# What this exercise asks
**a.** Answer these questions using the passage about Shein:
(i) In what year did Shein start ComTech?
(ii) What share of the available market did ComTech end up with?
(iii) Which firm acquired Centric Wealth?
**b.** Reproduce the stretch of the passage about Shein from "Shein, who is" through "14 years later." word for word.

# Document section
====

Shein, who is to speak at the SuperRatings and Lonsec Day of Confrontation conference at Sydney’s Four Seasons Hotel on October 13, started his first tech business, a distribution company called ComTech, in 1987. He and his fellow shareholders sold it, then known as Dimension Data, for more than $1 billion 14 years later.
ComTech was one of four distributors of a very successful network operating system – so, there were four companies offering the same product which had very different results. Shein says that culture and customer satisfaction made the difference, with ComTech ending up with 70 per cent of the available market and the other three firms eventually exiting the space.
“Customer satisfaction is driven by your staff,” he says. “If you don’t have happy staff you probably won’t have a good business. You have to pay well, you have to listen to their input and make sure they are satisfied too.”
He is also no stranger to fund management, having been a chair of Centric Wealth, a private-equity backed advice and wealth management business acquired last year by Findex.
“When I started there as chairman the culture was toxic,” he says. “I’m not saying it was solely due to me, we hired Phil Kearns [the chief executive] and other good people who turned the culture around, which enabled us to sell it.”

====

# Given entries

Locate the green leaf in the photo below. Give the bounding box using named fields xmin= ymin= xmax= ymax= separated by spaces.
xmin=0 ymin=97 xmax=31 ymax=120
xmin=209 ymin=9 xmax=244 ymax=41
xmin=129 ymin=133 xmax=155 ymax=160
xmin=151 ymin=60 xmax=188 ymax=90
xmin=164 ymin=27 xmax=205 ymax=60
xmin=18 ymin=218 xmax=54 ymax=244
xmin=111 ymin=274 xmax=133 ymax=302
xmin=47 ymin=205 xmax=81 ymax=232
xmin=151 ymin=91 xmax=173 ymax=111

====

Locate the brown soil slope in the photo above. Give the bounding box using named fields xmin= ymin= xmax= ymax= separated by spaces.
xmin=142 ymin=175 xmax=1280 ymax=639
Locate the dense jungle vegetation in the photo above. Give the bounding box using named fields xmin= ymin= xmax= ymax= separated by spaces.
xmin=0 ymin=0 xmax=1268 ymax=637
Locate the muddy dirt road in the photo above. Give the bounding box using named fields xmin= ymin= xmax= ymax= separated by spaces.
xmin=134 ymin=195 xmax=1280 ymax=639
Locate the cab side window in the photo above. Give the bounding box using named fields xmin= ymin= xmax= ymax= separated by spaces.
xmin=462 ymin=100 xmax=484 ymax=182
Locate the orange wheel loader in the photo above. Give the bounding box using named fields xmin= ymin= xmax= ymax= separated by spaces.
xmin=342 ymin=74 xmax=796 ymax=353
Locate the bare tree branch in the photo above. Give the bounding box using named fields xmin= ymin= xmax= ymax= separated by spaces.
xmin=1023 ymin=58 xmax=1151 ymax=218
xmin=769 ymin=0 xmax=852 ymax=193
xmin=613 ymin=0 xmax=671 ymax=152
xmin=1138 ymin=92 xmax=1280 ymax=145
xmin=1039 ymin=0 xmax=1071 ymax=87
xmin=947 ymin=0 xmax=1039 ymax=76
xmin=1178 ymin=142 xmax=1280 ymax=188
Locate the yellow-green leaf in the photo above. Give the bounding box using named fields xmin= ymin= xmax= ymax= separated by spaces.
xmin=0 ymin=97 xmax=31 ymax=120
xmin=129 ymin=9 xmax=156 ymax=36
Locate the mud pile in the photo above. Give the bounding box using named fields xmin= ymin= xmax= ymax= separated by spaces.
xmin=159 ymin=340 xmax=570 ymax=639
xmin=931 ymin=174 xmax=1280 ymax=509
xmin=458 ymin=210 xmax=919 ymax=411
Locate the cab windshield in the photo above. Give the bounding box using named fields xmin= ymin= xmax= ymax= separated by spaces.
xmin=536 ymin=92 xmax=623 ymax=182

====

# List of solutions
**a.**
(i) 1987
(ii) 70 per cent
(iii) Findex

**b.**
Shein, who is to speak at the SuperRatings and Lonsec Day of Confrontation conference at Sydney’s Four Seasons Hotel on October 13, started his first tech business, a distribution company called ComTech, in 1987. He and his fellow shareholders sold it, then known as Dimension Data, for more than $1 billion 14 years later.